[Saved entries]
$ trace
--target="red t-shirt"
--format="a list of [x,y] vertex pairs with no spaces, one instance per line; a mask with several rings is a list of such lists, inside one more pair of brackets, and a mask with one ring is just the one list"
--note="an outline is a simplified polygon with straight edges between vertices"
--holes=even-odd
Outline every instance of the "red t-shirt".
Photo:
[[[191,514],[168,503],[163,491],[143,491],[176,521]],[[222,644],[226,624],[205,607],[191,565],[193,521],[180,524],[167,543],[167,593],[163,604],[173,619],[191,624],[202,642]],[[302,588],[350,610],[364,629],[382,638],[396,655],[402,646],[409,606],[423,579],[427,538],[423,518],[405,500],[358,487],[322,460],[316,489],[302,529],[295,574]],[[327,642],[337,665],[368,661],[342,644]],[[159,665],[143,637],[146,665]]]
---
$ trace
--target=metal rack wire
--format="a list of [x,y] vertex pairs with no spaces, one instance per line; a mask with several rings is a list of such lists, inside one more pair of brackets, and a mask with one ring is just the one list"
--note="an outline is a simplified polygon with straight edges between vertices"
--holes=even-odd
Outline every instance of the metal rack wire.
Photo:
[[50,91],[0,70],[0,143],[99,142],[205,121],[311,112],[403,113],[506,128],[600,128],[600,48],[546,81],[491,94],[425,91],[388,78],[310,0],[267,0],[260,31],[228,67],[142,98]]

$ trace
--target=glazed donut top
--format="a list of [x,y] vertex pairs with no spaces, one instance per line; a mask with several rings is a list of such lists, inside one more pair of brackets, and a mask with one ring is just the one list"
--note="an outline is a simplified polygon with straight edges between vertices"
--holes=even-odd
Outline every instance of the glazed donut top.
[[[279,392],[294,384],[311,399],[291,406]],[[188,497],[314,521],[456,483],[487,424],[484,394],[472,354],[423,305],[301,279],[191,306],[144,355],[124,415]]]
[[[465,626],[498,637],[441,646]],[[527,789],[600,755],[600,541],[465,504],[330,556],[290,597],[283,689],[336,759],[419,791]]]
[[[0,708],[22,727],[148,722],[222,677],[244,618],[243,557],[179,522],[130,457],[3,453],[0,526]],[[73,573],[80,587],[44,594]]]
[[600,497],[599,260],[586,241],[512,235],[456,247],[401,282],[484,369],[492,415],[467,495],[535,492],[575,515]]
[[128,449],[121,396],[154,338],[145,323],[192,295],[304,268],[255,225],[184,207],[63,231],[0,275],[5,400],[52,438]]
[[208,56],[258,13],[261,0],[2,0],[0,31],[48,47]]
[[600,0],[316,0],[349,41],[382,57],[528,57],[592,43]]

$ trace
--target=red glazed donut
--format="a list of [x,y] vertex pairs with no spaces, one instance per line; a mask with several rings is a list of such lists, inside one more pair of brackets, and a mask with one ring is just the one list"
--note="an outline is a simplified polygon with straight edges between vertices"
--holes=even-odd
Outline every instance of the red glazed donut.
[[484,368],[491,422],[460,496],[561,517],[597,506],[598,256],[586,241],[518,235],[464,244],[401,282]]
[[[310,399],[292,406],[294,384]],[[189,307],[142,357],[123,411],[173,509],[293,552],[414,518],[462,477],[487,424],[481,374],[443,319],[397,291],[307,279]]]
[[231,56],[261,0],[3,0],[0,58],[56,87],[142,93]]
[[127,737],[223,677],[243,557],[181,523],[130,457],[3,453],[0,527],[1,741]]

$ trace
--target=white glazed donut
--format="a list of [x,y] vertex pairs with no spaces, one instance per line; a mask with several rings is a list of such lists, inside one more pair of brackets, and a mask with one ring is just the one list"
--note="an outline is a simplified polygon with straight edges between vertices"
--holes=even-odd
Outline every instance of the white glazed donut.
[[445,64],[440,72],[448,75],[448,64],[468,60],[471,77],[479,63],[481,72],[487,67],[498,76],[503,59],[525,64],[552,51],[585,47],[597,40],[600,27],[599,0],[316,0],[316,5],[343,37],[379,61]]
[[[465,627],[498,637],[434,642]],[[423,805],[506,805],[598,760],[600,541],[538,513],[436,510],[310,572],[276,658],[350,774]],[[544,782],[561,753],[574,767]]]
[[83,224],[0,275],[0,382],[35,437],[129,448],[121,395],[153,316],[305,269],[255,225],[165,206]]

◆ What you are asked to do
Scan the records above and show every line in which the word "wire" occurs.

◆ Response
--target=metal rack wire
Outline every instance of the metal rack wire.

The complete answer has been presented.